Task brief.
Search the records below for the word "same" and show every line where it occurs.

───── Listed records ─────

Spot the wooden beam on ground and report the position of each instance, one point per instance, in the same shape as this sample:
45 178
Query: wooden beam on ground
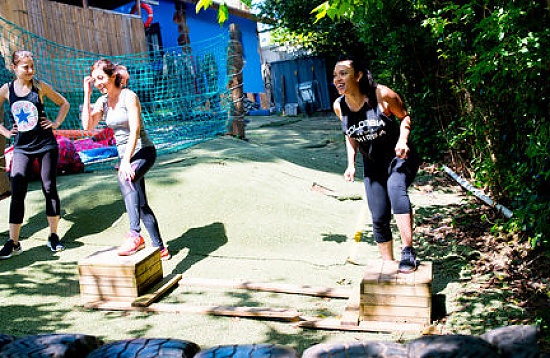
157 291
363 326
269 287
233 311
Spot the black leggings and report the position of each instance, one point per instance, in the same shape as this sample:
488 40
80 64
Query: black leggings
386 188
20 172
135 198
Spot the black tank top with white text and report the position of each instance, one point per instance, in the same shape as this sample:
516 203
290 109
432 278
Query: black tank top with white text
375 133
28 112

─────
───── Listed records ─────

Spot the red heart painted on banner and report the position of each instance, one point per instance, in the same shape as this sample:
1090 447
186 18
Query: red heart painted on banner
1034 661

─────
───── Listed records ─────

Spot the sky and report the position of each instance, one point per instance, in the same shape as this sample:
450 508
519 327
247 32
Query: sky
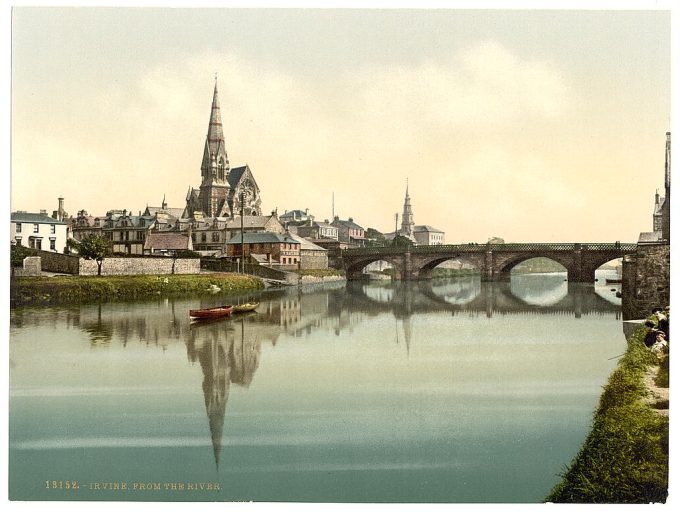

─────

Exercise solution.
Spot the wooden beam on ground and report the position of each instance, one point per instance, in the same shape as this sample:
Spot the black leggings and report the position of each instance, one point per instance, in the same shape as this sample:
Spot the black tank top with white text and report the position of each instance, one point per instance, in the same shape as this sample:
Spot the red heart painted on banner and report the position of each instance, one point per instance, in the same shape as this sample:
Spot the sky and report the position of each instance, one point per instance, in the same shape as this sample:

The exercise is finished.